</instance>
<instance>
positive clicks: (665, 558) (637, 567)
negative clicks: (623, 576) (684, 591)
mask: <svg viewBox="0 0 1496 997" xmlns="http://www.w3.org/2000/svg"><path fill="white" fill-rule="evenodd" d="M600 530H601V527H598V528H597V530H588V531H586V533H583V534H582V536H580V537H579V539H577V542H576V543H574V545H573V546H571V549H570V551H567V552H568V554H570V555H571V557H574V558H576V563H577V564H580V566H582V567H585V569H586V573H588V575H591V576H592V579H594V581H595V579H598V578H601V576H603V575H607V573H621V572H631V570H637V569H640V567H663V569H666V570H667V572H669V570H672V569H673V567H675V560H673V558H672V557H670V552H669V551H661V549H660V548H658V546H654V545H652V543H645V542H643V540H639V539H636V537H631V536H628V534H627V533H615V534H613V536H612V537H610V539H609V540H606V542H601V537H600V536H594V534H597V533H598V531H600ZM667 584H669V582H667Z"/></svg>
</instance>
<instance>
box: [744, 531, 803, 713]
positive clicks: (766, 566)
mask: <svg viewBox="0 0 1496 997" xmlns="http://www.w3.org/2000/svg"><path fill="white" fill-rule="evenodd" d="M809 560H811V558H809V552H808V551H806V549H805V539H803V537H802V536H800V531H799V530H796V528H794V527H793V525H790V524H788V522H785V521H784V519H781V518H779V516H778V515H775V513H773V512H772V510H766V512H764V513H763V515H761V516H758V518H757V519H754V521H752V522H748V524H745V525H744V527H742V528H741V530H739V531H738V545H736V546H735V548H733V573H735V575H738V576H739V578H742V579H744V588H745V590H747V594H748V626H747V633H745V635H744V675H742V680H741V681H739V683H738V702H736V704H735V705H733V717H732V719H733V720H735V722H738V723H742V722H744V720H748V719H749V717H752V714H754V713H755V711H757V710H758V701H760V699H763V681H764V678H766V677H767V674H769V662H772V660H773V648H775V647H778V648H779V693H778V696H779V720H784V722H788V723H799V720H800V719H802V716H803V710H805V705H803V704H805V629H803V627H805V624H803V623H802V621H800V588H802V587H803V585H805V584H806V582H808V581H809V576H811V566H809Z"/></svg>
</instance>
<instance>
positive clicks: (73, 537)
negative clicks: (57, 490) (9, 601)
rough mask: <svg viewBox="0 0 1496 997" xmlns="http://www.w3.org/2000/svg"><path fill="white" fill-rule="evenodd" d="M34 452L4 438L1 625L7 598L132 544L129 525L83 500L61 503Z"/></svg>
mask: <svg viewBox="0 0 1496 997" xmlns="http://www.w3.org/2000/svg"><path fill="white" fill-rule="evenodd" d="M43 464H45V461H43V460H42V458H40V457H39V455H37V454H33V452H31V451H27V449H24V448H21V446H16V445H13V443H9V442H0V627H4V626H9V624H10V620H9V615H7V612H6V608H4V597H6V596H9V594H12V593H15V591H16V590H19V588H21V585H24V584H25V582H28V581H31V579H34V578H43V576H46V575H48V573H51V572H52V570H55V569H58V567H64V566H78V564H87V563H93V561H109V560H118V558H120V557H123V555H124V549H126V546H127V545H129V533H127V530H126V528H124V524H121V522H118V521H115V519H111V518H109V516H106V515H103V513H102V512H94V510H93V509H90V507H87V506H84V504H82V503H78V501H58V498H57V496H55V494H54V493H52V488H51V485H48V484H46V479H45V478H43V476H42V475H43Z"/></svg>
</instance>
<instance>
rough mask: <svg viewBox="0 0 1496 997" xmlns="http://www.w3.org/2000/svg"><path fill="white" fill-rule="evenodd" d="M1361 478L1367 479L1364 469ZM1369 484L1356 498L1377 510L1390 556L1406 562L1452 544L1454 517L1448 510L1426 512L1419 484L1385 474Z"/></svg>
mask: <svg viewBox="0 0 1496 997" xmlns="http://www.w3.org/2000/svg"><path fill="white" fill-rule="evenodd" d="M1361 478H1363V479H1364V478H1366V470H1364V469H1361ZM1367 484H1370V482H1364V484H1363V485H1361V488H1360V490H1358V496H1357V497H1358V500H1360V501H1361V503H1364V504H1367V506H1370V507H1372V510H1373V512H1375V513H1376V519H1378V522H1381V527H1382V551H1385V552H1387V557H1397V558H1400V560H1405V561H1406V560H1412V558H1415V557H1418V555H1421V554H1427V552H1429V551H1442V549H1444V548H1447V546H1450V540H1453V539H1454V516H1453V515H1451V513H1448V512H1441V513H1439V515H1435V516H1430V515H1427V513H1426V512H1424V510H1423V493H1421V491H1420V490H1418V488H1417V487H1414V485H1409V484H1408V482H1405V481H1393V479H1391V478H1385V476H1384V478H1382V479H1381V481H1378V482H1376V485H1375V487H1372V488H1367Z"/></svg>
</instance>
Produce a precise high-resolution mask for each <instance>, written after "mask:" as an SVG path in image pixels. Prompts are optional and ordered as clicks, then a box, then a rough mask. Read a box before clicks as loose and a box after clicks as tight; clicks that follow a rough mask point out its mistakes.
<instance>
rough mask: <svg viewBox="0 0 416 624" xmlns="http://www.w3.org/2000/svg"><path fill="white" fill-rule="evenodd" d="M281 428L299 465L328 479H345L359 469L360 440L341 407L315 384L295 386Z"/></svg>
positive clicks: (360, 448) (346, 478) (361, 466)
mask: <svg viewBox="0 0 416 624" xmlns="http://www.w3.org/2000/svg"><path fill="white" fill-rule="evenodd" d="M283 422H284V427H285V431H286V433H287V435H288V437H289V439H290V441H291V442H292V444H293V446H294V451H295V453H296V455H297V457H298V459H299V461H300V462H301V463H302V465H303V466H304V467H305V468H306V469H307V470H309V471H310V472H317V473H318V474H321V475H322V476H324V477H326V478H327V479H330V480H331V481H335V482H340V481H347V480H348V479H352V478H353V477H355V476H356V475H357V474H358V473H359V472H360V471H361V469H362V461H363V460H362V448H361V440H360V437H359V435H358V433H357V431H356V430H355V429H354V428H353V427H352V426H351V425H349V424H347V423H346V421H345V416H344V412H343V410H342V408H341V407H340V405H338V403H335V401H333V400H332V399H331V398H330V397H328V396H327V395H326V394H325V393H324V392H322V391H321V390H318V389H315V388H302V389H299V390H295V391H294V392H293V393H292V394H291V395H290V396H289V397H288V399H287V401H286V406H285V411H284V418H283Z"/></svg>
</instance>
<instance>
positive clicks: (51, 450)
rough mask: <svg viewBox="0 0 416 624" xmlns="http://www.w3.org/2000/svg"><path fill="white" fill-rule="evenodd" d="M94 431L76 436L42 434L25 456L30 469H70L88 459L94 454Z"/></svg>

========

▸ **JOB**
Reproduce the listing in full, switching every "rough mask" to "coarse mask" and leaving everything else unchanged.

▸ **SOLVED PROBLEM**
</instance>
<instance>
positive clicks: (665, 558) (637, 567)
negative clicks: (623, 576) (684, 591)
mask: <svg viewBox="0 0 1496 997" xmlns="http://www.w3.org/2000/svg"><path fill="white" fill-rule="evenodd" d="M600 530H601V527H598V528H597V530H588V531H586V533H583V534H582V536H580V537H579V539H577V542H576V543H574V545H573V546H571V549H570V551H567V552H568V554H570V555H571V557H574V558H576V563H577V564H580V566H582V567H585V569H586V573H588V575H591V576H592V579H594V581H595V579H598V578H601V576H603V575H607V573H621V572H631V570H637V569H640V567H663V569H666V570H667V572H669V570H672V569H673V567H675V560H673V558H672V557H670V552H669V551H661V549H660V548H658V546H654V545H652V543H645V542H643V540H639V539H636V537H631V536H628V534H627V533H615V534H613V536H612V537H610V539H609V540H606V542H601V537H600V536H594V534H597V533H598V531H600ZM667 584H669V582H667Z"/></svg>
</instance>
<instance>
box: [744, 531, 803, 713]
positive clicks: (766, 566)
mask: <svg viewBox="0 0 1496 997" xmlns="http://www.w3.org/2000/svg"><path fill="white" fill-rule="evenodd" d="M809 560H811V558H809V552H808V551H806V549H805V539H803V537H802V536H800V531H799V530H796V528H794V527H793V525H790V524H788V522H785V521H784V519H781V518H779V516H778V515H775V513H773V512H772V510H766V512H764V513H763V515H761V516H758V518H757V519H754V521H752V522H748V524H745V525H744V527H742V528H741V530H739V531H738V545H736V546H735V548H733V573H735V575H738V576H739V578H742V579H744V588H745V590H747V594H748V626H747V633H745V635H744V675H742V680H741V681H739V683H738V702H736V704H735V705H733V717H732V719H733V720H735V722H738V723H742V722H744V720H748V719H749V717H752V714H754V713H755V711H757V710H758V701H760V699H763V681H764V678H766V677H767V674H769V662H772V660H773V648H775V647H778V648H779V693H778V696H779V720H784V722H788V723H799V720H800V719H802V716H803V710H805V705H803V704H805V629H803V627H805V624H803V623H802V621H800V588H802V587H803V585H805V584H806V582H808V581H809V576H811V566H809Z"/></svg>
</instance>
<instance>
positive clicks: (73, 537)
negative clicks: (57, 490) (9, 601)
coarse mask: <svg viewBox="0 0 1496 997" xmlns="http://www.w3.org/2000/svg"><path fill="white" fill-rule="evenodd" d="M34 452L4 438L1 625L7 598L132 544L129 525L83 500L61 503Z"/></svg>
mask: <svg viewBox="0 0 1496 997" xmlns="http://www.w3.org/2000/svg"><path fill="white" fill-rule="evenodd" d="M43 464H45V461H43V460H42V458H40V457H39V455H37V454H33V452H31V451H27V449H24V448H21V446H16V445H13V443H9V442H0V627H4V626H9V624H10V620H9V615H7V612H6V608H4V597H6V596H9V594H12V593H15V591H16V590H19V588H21V585H24V584H25V582H28V581H31V579H34V578H43V576H46V575H48V573H51V572H52V570H55V569H58V567H64V566H78V564H87V563H93V561H109V560H118V558H120V557H123V555H124V549H126V546H127V545H129V533H127V530H126V528H124V524H121V522H118V521H115V519H111V518H109V516H106V515H103V513H102V512H94V510H93V509H90V507H87V506H84V504H82V503H78V501H58V498H57V496H55V494H54V493H52V488H51V485H48V484H46V479H45V478H43V476H42V475H43Z"/></svg>
</instance>
<instance>
coarse mask: <svg viewBox="0 0 1496 997" xmlns="http://www.w3.org/2000/svg"><path fill="white" fill-rule="evenodd" d="M1361 478L1367 479L1364 469ZM1369 484L1356 498L1377 510L1390 556L1406 562L1452 544L1454 517L1448 510L1426 512L1419 484L1385 474Z"/></svg>
mask: <svg viewBox="0 0 1496 997" xmlns="http://www.w3.org/2000/svg"><path fill="white" fill-rule="evenodd" d="M1361 478H1363V479H1364V478H1366V470H1364V469H1361ZM1367 484H1370V482H1364V484H1363V485H1361V488H1360V490H1358V496H1357V497H1358V500H1360V501H1361V503H1364V504H1367V506H1370V507H1372V510H1373V512H1375V513H1376V519H1378V522H1381V527H1382V551H1385V552H1387V557H1397V558H1400V560H1405V561H1406V560H1412V558H1415V557H1418V555H1421V554H1427V552H1429V551H1442V549H1444V548H1447V546H1450V540H1453V539H1454V516H1453V515H1451V513H1448V512H1441V513H1439V515H1435V516H1430V515H1427V513H1426V512H1424V510H1423V493H1421V491H1420V490H1418V488H1417V487H1414V485H1409V484H1408V482H1405V481H1393V479H1391V478H1385V476H1384V478H1382V479H1381V481H1378V482H1376V485H1375V487H1372V488H1367Z"/></svg>
</instance>
Produce a precise high-resolution mask for each <instance>, written after "mask:" as an SVG path in image pixels. Prompts are optional and ordered as clicks, then a box, then a coarse mask. Read a box before clicks as loose and a box after clicks as tight; clicks that follow a coarse mask point out its mistakes.
<instance>
coarse mask: <svg viewBox="0 0 416 624" xmlns="http://www.w3.org/2000/svg"><path fill="white" fill-rule="evenodd" d="M281 428L299 465L328 479H345L359 469L360 440L341 407L315 384L295 386Z"/></svg>
positive clicks: (360, 448) (346, 478) (361, 466)
mask: <svg viewBox="0 0 416 624" xmlns="http://www.w3.org/2000/svg"><path fill="white" fill-rule="evenodd" d="M283 422H284V427H285V431H286V433H287V435H288V437H289V439H290V441H291V442H292V444H293V446H294V451H295V453H296V455H297V457H298V459H299V461H300V462H301V463H302V465H303V466H304V467H305V468H306V469H307V470H309V471H310V472H317V473H318V474H321V475H322V476H324V477H326V478H327V479H330V480H331V481H335V482H340V481H347V480H348V479H352V478H353V477H355V476H356V475H357V474H358V473H359V472H360V471H361V469H362V461H363V460H362V448H361V440H360V437H359V435H358V433H357V431H356V430H355V429H354V428H353V427H352V426H351V425H349V424H347V423H346V421H345V416H344V412H343V410H342V408H341V407H340V405H338V403H335V401H333V400H332V399H331V398H330V397H328V396H327V395H326V394H325V393H324V392H322V391H321V390H318V389H315V388H302V389H299V390H295V391H294V392H293V393H292V394H291V395H290V396H289V397H288V399H287V401H286V406H285V411H284V418H283Z"/></svg>
</instance>
<instance>
positive clicks: (51, 450)
coarse mask: <svg viewBox="0 0 416 624" xmlns="http://www.w3.org/2000/svg"><path fill="white" fill-rule="evenodd" d="M94 431L76 436L42 434L25 456L30 469H70L88 459L94 454Z"/></svg>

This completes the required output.